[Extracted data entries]

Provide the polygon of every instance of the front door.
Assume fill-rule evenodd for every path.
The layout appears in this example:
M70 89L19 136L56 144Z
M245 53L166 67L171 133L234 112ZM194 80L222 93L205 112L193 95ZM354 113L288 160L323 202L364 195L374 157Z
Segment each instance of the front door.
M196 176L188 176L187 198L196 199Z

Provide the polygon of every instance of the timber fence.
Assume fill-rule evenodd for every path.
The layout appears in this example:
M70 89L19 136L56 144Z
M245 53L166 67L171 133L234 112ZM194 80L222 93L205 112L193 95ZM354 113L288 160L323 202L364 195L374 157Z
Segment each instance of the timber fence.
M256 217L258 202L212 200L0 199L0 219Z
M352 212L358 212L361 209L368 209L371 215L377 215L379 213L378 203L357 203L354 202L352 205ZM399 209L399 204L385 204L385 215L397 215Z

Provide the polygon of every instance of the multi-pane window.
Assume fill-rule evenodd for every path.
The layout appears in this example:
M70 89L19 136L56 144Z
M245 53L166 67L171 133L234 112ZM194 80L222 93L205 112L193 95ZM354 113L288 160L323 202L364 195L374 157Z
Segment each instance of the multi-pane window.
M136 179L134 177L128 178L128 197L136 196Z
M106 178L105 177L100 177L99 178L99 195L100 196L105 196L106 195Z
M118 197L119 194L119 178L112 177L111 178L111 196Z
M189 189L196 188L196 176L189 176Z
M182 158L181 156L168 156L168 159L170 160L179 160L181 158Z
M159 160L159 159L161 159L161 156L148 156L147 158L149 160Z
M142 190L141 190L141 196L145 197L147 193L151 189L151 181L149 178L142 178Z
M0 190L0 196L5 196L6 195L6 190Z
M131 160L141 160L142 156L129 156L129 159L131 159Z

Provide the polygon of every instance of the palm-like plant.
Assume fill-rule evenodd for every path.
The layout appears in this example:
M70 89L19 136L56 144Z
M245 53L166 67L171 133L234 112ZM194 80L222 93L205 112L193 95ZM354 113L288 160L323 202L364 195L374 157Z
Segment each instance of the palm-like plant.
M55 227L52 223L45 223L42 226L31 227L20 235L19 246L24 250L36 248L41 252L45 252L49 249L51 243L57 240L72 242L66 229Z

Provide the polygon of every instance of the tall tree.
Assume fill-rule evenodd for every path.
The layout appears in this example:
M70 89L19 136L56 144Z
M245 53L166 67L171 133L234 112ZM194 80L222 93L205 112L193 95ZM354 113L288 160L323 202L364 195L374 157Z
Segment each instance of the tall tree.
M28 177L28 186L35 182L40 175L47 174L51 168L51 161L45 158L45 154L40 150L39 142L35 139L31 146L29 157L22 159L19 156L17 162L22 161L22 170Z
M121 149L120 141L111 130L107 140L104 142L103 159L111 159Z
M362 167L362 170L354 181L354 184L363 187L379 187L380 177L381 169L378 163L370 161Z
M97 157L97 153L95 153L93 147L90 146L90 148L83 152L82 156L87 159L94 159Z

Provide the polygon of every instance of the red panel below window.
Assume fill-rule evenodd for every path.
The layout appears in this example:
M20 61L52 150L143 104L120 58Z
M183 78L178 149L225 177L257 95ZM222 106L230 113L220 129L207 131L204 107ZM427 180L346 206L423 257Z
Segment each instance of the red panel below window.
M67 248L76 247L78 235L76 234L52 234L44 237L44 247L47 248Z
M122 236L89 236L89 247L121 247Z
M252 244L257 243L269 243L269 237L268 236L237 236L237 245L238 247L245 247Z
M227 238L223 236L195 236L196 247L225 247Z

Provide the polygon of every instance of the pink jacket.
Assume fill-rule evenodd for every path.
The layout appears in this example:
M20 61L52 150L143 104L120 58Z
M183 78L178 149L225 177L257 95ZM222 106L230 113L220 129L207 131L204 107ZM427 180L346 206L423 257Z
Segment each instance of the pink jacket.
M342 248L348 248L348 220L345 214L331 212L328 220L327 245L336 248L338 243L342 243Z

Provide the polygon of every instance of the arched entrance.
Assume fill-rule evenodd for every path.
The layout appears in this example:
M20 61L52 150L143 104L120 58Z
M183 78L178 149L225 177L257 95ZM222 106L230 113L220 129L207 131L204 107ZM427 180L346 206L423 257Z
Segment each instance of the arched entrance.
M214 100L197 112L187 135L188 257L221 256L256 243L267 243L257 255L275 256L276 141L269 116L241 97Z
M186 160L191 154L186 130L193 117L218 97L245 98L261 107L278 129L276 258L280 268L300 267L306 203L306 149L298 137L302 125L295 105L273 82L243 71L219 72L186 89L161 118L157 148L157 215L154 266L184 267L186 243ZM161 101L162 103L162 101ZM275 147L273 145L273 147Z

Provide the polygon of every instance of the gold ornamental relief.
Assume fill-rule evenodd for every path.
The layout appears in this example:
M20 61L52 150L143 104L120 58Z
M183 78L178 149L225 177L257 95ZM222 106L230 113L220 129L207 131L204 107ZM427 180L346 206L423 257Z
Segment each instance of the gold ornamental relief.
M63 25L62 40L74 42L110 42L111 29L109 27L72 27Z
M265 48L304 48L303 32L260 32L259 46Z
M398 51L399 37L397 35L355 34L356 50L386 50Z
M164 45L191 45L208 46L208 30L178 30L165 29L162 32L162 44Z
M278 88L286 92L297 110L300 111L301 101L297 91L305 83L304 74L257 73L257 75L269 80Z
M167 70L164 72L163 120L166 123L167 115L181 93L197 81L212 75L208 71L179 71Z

● What you should do: Write the complete data out, exactly as above.

● Output below:
Provide the polygon of every instance of the front door.
Assume fill-rule evenodd for every path.
The layout appears in this example:
M70 89L19 136L56 144Z
M245 53L166 67L171 133L234 112ZM194 80L222 93L205 112L193 95ZM354 113L288 160L323 202L364 195L374 157Z
Segment each instance of the front door.
M196 176L188 176L187 198L196 199Z

Provide the polygon of every instance of the timber fence.
Assume fill-rule evenodd for every path.
The layout appears in this example:
M70 89L19 136L56 144Z
M245 53L166 67L171 133L234 112ZM194 80L222 93L205 112L193 95ZM354 113L288 160L323 202L364 195L374 157Z
Segment each instance of the timber fence.
M256 217L258 202L212 200L0 199L0 219Z
M352 212L358 212L361 209L368 209L371 215L377 215L379 213L378 203L357 203L354 202L352 205ZM399 209L399 204L385 204L385 215L397 215Z

Provide the polygon of every instance of the multi-pane window.
Assume fill-rule evenodd for every path.
The layout appears in this example:
M70 89L19 136L56 144Z
M245 53L166 67L171 133L234 112ZM194 80L222 93L205 112L193 95ZM354 113L288 160L323 202L364 195L374 157Z
Segment each instance of the multi-pane window.
M136 179L134 177L128 178L128 197L136 196Z
M106 178L105 177L100 177L99 178L99 195L100 196L105 196L106 195Z
M118 197L119 194L119 178L112 177L111 178L111 196Z
M189 189L196 188L196 176L189 176Z
M182 158L181 156L168 156L168 159L170 160L179 160L181 158Z
M159 160L159 159L161 159L161 156L148 156L147 158L149 160Z
M142 190L141 190L141 196L145 197L147 193L151 189L151 181L149 178L142 178Z
M0 190L0 196L5 196L6 195L6 190Z
M131 160L141 160L142 156L129 156L129 159L131 159Z

Provide the polygon of every instance of the palm-like plant.
Assume fill-rule evenodd for every path.
The layout appears in this example:
M70 89L19 136L56 144Z
M245 53L166 67L171 133L234 112ZM194 80L222 93L205 112L193 95ZM354 113L288 160L323 202L364 195L374 157Z
Segment each instance of the palm-like plant.
M55 227L52 223L45 223L42 226L31 227L20 235L19 246L24 250L36 248L41 252L45 252L49 249L51 243L57 240L72 242L66 229Z

Provide the polygon of every instance of the tall tree.
Assume fill-rule evenodd for every path.
The layout appears in this example:
M70 89L19 136L56 144Z
M245 53L166 67L171 133L234 112ZM194 80L222 93L205 112L193 95ZM354 113L288 160L323 202L364 195L374 157Z
Segment each instance of the tall tree.
M28 177L28 186L35 182L40 175L47 174L51 168L51 161L45 158L45 154L40 150L39 142L35 139L31 146L29 157L22 159L19 156L17 162L22 161L22 170Z
M121 149L120 141L111 130L107 140L104 142L103 159L111 159Z
M362 167L362 170L354 181L354 184L363 187L379 187L380 177L381 169L378 163L370 161Z
M97 157L97 153L95 153L93 147L90 146L90 148L83 152L82 156L87 159L94 159Z

Provide the polygon of every instance of the red panel below window.
Assume fill-rule evenodd for every path.
The layout appears in this example:
M20 61L52 150L143 104L120 58Z
M183 78L178 149L225 177L257 95ZM222 106L230 113L220 129L207 131L204 107ZM427 180L346 206L423 257Z
Segment each instance of the red panel below window.
M67 248L76 247L78 235L76 234L52 234L44 237L44 247L47 248Z
M122 236L89 236L89 247L121 247Z
M252 244L257 243L269 243L269 237L268 236L237 236L237 245L238 247L245 247Z
M227 238L223 236L195 236L196 247L225 247Z

Provide the polygon of every instance of the pink jacket.
Assume fill-rule evenodd for every path.
The layout appears in this example:
M20 61L52 150L143 104L120 58Z
M183 78L178 149L225 177L257 95ZM222 106L230 113L220 129L207 131L204 107ZM427 180L346 206L423 257Z
Segment each instance of the pink jacket.
M342 248L348 248L348 220L345 214L331 212L328 220L327 245L336 248L338 243L342 243Z

Provide the polygon of every instance of the arched entrance.
Assume fill-rule evenodd for every path.
The layout appears in this example:
M20 61L52 150L143 104L120 58Z
M183 78L178 149L225 177L257 95ZM222 106L230 113L220 129L207 131L204 107ZM427 180L346 206L423 257Z
Segment each instance of the arched entrance.
M214 100L197 112L187 135L188 257L221 256L256 243L267 243L257 255L275 256L276 141L269 116L241 97Z
M186 160L191 154L186 130L193 117L218 97L245 98L261 107L278 129L276 258L280 268L300 267L306 203L306 149L298 137L302 125L295 105L273 82L243 71L219 72L186 89L161 118L157 148L157 215L154 266L184 267L186 243ZM161 101L162 103L162 101ZM275 147L273 145L273 147Z

Provide the polygon of every instance of the gold ornamental relief.
Assume fill-rule evenodd for every path.
The layout appears in this example:
M20 61L52 150L143 104L120 58Z
M183 78L178 149L225 177L257 95ZM222 106L230 113L220 129L207 131L204 107ZM427 180L346 206L423 257Z
Segment each instance of the gold ornamental relief.
M63 25L62 40L74 42L110 42L111 29L109 27L72 27Z
M265 48L304 48L303 32L260 32L259 46Z
M398 51L399 37L397 35L355 34L356 50L386 50Z
M164 45L191 45L208 46L208 30L178 30L165 29L162 32L162 44Z
M278 88L286 92L297 110L300 111L301 101L297 91L305 83L304 74L257 73L257 75L269 80Z
M167 70L164 72L163 120L166 123L167 115L181 93L197 81L212 75L208 71L179 71Z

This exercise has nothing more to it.